§ Request
Every record here should be printed again exactly.

§ Dataset rows on where objects appear

* BEGIN *

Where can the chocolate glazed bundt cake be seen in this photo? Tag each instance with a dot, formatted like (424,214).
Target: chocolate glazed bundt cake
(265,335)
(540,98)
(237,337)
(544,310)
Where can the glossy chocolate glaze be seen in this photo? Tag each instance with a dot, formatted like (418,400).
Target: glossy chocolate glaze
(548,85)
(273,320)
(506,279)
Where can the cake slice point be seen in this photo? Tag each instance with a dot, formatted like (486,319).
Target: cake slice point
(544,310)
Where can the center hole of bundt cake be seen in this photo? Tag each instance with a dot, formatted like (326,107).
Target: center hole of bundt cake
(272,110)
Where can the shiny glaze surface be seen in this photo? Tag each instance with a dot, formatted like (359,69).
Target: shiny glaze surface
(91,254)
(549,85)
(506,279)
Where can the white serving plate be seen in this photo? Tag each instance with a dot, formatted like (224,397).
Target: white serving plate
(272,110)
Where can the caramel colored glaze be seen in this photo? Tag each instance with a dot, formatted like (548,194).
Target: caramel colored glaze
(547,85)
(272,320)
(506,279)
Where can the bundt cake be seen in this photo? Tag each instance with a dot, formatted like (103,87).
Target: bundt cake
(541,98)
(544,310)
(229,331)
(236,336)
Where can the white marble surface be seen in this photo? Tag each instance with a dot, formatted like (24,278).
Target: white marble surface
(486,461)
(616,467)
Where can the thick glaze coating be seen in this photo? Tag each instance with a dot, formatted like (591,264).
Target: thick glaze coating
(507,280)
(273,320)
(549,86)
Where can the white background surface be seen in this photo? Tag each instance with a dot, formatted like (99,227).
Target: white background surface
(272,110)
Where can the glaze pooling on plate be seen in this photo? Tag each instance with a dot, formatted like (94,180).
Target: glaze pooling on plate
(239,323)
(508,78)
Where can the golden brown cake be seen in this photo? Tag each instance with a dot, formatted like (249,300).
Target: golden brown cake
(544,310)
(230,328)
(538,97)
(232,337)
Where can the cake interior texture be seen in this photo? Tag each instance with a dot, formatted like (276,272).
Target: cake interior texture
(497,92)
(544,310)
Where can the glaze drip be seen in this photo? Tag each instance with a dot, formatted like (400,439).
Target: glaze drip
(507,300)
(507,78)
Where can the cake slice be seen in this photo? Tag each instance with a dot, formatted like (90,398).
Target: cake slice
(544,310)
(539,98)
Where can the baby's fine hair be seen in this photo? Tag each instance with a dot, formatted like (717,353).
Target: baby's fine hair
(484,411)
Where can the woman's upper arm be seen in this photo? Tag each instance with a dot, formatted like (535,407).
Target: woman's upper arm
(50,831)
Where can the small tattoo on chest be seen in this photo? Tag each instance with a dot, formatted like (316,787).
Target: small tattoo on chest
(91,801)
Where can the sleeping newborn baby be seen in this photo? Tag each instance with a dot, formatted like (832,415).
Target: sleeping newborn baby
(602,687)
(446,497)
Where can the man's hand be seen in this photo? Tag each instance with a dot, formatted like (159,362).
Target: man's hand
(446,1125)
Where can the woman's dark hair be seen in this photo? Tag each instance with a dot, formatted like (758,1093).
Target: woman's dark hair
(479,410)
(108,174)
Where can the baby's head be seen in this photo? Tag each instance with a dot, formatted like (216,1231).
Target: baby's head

* END *

§ Result of this exercise
Where can the chocolate glazed bundt cake be seen in this photo? Tag each instance with a dot, formatted like (424,214).
Target: chocolate glazed bundt cake
(265,335)
(540,98)
(237,337)
(544,310)
Where can the glossy chocolate glaze be seen in this photo? Tag each instance with a dot, formatted like (418,400).
Target: glossy chocolate glaze
(548,85)
(273,320)
(506,279)
Where can the cake slice point be seen in this photo? Tag each instance with a dot, formatted like (486,319).
Target: cake slice point
(544,310)
Where can the center hole of bundt cake be seen in this photo? Tag each instance with a dot, formatted like (326,107).
Target: center hole of bundt cake
(272,110)
Where can the shiny glaze surface be seen in this photo? Tag each instance with a dot, formatted like (359,69).
Target: shiny glaze surface
(91,254)
(549,85)
(506,279)
Where can the white serving plate be seen in this photo? Tag each instance with a dot, formatted like (224,397).
Target: white serving plate
(272,110)
Where can the caramel colored glaze be seen in this photo? Tag each instance with a dot, formatted like (548,194).
Target: caramel colored glaze
(547,85)
(272,320)
(506,279)
Where can the bundt cake be seen in this photo? Tag each instance with a dot, formatted like (103,87).
Target: bundt cake
(541,98)
(544,310)
(229,331)
(236,336)
Where can the white marble surface be seen in this photo? Tag each instance with a dot, formatted like (24,278).
Target: white marble surface
(486,461)
(616,467)
Where can the thick glaze coating be seen in this photo? Tag each instance with a dot, formatted like (591,264).
Target: thick glaze coating
(507,280)
(273,320)
(549,86)
Where can the white background surface be seen in this photo? Tag each instance with a dot, formatted like (99,227).
Target: white background surface
(272,110)
Where can the glaze pooling on plate be seen in this photo? Tag each instance with a dot, formatted like (94,180).
Target: glaze pooling on plate
(239,323)
(508,78)
Where can the golden brown cake be seen in this photo? Tag each instance with a dot, formatted like (249,300).
Target: golden brown cake
(544,310)
(230,328)
(538,97)
(232,337)
Where can the cake interior texture be seen in this photo? Tag each instance with a dot, formatted like (276,272).
Target: cake interior texture
(497,92)
(544,310)
Where can the glaze drip be seen in this photo? Tag each instance with a dot, formatted like (400,439).
Target: glaze drip
(507,300)
(507,78)
Where can the cake slice be seen in this photo? Tag each instance with a dot, formatted like (90,398).
Target: cake slice
(544,310)
(539,98)
Where can the baby's fine hair be seen in this photo? Tag each instance with a dot, formatted like (717,353).
Target: baby's fine hair
(484,411)
Where can the woman's upper arm be seen in this photo? Tag each instance with a dot, formatted like (535,407).
Target: woman's upper arm
(50,831)
Where can the small tattoo on chest be seen in this photo? Tag each instance with a dot, formatted like (316,787).
Target: small tattoo on chest
(91,801)
Where can the sleeping newborn baby be seen in this photo? Tag each instance with a dot, formatted like (832,415).
Target: sleeping newborn baby
(602,687)
(446,497)
Where can the man's hand be seen in this photo? Tag each instance with a dot, formatted like (159,362).
Target: man's hand
(446,1125)
Where can the woman's dark hair be seen in this photo? Tag each instance with a dot, formatted like (758,1093).
Target: woman's dark hair
(479,410)
(108,174)
Where can the baby's head be seen in this photo? Tag each instance with a dot, formatted like (216,1231).
Target: baby's head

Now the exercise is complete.